* Begin *

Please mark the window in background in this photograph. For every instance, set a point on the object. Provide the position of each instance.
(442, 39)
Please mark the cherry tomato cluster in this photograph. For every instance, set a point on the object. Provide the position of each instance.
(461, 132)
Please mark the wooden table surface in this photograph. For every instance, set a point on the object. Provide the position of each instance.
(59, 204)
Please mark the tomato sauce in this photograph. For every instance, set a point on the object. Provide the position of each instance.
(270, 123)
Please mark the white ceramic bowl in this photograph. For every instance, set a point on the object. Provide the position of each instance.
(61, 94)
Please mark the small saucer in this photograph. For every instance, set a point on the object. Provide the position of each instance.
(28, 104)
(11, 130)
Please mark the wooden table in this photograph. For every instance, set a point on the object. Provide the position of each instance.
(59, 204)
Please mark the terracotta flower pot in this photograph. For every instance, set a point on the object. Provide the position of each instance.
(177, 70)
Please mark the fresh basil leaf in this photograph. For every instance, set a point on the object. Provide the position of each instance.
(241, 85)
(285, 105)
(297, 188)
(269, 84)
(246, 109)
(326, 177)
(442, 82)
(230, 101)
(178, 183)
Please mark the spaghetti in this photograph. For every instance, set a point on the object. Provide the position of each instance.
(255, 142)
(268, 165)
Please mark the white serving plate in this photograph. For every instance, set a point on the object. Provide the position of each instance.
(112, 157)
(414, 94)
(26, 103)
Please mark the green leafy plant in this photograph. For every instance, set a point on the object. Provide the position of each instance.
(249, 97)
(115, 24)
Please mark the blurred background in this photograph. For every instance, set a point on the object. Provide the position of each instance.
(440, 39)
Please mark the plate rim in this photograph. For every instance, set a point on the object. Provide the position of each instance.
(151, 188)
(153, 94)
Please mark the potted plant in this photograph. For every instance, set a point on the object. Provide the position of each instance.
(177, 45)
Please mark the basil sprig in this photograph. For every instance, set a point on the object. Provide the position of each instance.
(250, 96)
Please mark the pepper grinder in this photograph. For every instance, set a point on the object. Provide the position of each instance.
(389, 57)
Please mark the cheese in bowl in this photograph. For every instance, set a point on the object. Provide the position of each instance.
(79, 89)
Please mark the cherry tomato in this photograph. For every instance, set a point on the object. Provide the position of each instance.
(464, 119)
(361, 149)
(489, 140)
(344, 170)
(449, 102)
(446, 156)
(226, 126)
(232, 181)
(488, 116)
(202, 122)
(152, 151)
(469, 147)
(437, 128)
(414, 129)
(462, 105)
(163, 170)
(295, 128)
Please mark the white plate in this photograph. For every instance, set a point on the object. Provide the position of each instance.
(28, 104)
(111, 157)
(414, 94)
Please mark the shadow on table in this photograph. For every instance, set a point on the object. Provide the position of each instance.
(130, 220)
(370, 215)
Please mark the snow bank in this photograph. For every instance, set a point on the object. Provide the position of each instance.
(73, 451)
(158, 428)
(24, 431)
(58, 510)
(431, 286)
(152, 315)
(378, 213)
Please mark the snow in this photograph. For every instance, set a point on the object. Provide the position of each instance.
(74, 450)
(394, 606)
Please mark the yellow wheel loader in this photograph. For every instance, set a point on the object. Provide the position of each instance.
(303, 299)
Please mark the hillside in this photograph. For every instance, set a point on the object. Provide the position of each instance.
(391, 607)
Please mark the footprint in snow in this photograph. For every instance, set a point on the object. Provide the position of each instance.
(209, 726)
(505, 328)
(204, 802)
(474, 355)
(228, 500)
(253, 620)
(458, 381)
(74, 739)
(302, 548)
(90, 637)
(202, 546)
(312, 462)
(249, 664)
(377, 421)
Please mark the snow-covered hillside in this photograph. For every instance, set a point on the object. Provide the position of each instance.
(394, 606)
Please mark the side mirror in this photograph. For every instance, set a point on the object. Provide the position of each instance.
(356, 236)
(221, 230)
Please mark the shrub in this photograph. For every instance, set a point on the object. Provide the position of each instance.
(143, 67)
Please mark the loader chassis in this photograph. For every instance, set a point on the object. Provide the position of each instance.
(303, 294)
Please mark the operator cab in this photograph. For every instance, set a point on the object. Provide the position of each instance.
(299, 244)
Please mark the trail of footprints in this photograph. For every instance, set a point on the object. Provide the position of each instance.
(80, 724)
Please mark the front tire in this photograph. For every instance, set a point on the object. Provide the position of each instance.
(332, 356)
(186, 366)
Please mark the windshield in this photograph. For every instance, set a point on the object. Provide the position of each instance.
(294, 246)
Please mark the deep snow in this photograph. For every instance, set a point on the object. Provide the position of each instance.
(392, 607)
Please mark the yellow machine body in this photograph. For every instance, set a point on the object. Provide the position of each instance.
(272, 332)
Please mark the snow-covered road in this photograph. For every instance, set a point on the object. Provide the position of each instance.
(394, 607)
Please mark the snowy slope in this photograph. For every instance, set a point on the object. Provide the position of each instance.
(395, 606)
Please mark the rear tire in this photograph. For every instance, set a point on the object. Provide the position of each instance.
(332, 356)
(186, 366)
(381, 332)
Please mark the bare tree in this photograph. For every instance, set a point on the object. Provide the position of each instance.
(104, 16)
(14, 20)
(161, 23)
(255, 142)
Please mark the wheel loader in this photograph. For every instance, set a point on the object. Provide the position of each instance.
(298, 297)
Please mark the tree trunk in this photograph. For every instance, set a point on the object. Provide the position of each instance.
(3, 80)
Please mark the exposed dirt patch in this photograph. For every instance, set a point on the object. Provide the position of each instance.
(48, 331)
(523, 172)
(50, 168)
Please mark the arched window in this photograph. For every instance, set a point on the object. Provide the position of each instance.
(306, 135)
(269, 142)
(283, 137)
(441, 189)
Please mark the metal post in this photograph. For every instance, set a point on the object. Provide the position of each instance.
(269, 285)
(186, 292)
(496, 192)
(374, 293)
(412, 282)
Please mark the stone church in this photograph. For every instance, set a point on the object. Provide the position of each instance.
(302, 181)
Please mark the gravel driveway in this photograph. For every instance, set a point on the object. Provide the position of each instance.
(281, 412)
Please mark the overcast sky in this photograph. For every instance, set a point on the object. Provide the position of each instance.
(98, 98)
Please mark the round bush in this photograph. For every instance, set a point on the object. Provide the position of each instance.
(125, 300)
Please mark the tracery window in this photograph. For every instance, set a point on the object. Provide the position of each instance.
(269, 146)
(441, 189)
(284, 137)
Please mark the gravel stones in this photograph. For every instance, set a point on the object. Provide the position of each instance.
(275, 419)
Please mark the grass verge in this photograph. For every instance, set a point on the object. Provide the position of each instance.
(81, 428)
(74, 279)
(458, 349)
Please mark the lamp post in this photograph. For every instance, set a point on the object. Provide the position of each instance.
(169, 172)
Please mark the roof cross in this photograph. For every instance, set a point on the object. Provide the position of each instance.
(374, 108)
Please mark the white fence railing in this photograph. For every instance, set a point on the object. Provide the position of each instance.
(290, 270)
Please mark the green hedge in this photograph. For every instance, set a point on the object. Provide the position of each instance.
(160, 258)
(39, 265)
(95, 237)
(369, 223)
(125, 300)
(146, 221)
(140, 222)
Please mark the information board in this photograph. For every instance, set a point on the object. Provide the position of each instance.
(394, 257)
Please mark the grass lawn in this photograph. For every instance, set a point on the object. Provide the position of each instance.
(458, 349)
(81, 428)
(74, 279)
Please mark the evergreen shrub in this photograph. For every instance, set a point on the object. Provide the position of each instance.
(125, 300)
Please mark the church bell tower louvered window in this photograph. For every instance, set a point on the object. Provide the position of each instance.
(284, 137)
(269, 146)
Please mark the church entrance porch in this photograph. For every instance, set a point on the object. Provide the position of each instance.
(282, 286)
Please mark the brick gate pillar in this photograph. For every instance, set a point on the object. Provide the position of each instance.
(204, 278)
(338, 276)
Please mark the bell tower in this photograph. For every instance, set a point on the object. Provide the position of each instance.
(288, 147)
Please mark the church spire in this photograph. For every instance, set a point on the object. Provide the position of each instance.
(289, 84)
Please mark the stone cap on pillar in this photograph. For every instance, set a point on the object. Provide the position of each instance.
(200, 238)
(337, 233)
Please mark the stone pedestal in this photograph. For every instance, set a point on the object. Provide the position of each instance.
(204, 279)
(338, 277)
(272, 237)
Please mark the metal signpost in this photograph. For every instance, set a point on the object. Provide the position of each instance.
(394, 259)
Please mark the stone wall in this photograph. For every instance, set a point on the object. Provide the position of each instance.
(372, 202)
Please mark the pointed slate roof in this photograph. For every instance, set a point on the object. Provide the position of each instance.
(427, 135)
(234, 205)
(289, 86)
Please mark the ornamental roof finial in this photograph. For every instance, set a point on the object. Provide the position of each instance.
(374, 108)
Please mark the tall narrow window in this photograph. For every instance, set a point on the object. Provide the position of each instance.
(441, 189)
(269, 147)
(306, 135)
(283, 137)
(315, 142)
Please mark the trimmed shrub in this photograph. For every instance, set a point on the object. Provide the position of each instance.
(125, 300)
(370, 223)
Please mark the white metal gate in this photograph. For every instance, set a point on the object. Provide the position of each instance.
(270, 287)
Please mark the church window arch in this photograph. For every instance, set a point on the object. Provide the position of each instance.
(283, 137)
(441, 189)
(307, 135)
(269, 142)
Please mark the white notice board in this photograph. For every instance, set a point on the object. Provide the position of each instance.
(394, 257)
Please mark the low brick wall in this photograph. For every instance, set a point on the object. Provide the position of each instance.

* End *

## PROBLEM
Reproduce the records above exactly, starting with the line that contains "Please mark the white metal" and ending with the last line.

## FINAL RESULT
Please mark the white metal gate in this photograph. For every instance, set a point on the object. Provide the position of each instance.
(270, 287)
Please mark the church window arch in this photograph. For every instance, set a point on the object. Provide the position of each instance.
(283, 137)
(441, 189)
(307, 135)
(269, 142)
Please mark the white notice board in this photograph. For every instance, set a point on the object. Provide the position of each instance.
(394, 257)
Please mark the low brick wall in this photograph. For every instance, set a point on the object. Provide the position of each instance.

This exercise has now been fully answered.